— START OF DATA IN THIS EXERCISE —

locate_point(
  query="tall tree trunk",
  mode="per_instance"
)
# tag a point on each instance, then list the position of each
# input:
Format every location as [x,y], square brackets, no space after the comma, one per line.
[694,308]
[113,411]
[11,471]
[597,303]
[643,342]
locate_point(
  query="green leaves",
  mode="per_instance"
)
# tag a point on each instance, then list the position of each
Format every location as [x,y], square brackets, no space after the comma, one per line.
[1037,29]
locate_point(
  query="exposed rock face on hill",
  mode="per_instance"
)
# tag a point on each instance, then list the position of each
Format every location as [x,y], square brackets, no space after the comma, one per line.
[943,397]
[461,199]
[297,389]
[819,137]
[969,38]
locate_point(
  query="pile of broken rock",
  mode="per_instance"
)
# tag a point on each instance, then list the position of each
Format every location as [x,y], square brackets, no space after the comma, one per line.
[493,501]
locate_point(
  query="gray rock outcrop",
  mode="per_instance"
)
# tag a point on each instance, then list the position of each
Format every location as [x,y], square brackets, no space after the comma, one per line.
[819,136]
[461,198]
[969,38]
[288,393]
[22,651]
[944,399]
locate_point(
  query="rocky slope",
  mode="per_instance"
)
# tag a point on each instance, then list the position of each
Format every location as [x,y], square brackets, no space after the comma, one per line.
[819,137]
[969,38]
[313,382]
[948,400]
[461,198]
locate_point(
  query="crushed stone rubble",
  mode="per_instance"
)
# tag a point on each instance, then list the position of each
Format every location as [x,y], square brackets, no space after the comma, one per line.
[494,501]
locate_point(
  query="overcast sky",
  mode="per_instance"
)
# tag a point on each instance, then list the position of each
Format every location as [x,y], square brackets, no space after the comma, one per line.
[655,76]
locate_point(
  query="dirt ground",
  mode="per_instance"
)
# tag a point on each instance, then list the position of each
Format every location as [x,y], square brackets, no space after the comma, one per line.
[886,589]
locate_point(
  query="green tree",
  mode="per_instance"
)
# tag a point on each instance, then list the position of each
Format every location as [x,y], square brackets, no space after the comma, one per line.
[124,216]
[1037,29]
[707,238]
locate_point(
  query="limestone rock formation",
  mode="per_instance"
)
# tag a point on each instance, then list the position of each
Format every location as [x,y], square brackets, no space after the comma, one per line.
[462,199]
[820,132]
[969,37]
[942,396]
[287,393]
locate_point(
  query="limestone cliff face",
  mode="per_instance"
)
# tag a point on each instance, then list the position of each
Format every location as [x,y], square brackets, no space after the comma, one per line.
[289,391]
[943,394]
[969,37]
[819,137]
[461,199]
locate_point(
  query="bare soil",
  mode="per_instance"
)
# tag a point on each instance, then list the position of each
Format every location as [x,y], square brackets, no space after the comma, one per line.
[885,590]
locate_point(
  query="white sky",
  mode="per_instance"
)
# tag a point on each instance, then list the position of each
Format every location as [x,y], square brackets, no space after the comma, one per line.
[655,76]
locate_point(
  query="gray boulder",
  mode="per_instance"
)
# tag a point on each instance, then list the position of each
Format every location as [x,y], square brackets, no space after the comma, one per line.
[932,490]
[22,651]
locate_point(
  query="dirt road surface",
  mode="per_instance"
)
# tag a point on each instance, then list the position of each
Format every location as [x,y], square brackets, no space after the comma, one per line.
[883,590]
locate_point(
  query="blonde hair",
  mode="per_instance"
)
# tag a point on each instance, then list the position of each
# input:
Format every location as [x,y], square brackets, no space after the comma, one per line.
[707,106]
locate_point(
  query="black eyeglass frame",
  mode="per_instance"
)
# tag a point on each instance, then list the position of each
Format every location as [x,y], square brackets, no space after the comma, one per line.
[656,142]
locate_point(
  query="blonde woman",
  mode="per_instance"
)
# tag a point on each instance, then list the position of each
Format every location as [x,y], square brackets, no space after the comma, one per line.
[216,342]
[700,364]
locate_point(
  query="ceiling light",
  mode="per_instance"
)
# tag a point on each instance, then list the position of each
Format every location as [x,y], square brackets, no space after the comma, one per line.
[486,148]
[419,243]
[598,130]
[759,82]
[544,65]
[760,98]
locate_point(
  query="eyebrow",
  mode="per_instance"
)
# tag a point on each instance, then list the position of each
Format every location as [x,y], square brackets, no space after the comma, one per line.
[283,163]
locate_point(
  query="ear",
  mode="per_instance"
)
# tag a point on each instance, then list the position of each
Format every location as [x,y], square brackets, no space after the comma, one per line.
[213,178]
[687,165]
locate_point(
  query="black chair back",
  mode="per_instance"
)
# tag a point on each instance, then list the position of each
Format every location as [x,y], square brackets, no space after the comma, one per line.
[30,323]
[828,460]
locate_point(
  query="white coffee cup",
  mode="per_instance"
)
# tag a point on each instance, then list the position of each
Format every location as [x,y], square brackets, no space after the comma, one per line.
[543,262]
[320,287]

— END OF DATA IN THIS EXERCISE —
— START OF DATA IN THIS EXERCISE —

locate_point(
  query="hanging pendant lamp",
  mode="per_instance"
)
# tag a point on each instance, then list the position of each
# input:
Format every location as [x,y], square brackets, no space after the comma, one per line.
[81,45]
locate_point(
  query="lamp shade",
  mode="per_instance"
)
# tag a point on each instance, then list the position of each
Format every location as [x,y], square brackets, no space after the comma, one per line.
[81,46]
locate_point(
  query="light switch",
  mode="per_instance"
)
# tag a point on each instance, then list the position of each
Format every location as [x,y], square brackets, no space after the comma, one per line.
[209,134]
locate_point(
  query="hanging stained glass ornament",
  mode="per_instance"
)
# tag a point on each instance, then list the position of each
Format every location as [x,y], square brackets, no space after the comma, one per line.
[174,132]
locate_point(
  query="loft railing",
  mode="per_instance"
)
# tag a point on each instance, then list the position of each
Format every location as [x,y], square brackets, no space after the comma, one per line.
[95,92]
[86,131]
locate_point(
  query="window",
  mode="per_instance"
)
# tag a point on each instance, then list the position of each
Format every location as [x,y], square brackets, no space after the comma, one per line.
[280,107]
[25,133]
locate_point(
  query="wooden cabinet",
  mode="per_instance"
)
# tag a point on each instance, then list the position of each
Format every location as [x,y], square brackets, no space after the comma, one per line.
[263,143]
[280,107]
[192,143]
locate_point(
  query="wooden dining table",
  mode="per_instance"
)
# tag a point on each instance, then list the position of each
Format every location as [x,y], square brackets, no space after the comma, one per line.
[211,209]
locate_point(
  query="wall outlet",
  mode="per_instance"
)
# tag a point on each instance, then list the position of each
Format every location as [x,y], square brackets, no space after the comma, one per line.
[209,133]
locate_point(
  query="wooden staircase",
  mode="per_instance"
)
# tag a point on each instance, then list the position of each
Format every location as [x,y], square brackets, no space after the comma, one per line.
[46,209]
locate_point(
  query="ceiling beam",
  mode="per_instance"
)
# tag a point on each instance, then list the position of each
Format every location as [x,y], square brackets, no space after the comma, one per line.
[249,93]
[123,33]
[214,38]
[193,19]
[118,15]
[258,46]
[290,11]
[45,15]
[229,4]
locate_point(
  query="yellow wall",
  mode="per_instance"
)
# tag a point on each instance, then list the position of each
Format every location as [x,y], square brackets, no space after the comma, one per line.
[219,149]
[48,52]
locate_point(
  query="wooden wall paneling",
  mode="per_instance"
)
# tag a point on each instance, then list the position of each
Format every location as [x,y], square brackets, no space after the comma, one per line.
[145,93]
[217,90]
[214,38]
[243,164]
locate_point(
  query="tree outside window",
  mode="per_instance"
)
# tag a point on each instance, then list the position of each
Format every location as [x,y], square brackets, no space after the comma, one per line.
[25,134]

— END OF DATA IN THIS EXERCISE —
— START OF DATA IN THIS EXERCISE —

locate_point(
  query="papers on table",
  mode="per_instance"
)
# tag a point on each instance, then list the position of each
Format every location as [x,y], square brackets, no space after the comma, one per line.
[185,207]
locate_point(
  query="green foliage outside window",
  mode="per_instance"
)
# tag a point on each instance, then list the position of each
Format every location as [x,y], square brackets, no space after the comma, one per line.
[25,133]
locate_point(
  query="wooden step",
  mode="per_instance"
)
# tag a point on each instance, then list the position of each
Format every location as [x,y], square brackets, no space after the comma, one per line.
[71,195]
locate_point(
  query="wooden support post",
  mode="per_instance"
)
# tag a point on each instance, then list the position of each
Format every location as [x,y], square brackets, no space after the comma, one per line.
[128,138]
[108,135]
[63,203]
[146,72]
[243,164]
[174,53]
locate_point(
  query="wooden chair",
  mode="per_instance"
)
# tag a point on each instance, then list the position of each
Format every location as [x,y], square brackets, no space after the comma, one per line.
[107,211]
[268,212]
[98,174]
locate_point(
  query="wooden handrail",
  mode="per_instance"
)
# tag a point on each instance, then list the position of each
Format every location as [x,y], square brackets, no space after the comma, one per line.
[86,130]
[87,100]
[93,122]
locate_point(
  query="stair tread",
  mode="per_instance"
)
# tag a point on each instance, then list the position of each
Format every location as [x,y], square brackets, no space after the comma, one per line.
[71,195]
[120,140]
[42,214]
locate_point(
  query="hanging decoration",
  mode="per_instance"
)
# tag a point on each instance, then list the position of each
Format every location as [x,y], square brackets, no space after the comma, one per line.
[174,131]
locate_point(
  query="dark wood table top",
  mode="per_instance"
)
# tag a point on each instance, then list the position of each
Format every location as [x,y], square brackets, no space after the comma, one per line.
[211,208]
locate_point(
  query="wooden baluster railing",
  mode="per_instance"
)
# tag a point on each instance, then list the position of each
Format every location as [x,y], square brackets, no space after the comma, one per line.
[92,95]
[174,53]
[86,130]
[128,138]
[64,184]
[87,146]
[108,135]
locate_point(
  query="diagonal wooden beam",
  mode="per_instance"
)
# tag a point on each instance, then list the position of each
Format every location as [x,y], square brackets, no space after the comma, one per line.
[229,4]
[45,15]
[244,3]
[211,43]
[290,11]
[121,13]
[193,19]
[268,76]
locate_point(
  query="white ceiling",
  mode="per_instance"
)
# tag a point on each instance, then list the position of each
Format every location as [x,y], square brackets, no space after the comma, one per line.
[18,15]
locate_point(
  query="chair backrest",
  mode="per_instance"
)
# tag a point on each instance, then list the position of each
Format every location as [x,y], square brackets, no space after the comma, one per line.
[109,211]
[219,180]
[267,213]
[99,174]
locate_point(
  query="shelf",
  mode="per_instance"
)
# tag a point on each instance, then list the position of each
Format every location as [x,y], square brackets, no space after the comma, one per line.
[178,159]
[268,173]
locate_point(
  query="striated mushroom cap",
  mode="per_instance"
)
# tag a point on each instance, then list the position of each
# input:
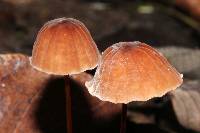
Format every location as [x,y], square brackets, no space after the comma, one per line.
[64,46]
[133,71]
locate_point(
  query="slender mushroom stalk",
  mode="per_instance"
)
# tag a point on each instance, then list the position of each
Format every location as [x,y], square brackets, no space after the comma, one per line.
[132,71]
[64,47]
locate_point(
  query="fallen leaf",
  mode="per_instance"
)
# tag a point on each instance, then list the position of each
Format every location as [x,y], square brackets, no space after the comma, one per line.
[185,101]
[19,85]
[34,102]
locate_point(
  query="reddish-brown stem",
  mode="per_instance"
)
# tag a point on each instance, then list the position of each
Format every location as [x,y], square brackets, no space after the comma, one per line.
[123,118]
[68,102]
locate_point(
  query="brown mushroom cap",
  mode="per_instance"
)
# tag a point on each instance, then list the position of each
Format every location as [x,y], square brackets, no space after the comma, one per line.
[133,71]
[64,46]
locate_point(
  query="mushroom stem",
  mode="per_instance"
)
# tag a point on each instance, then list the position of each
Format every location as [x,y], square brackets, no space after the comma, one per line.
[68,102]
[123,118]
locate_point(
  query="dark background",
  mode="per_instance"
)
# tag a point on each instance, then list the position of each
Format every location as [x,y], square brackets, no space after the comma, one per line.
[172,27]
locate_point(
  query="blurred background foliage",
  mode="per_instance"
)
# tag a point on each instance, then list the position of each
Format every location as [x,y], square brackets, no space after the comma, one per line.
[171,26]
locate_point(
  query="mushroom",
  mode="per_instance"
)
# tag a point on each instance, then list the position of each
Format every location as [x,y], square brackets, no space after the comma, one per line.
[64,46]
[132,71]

— END OF DATA IN THIS EXERCISE —

# EXERCISE:
Copy out every line of the records above that contains the word "chair".

# ANSWER TO THIS EXERCISE:
  query="black chair back",
  query="wooden chair",
  query="chair backrest",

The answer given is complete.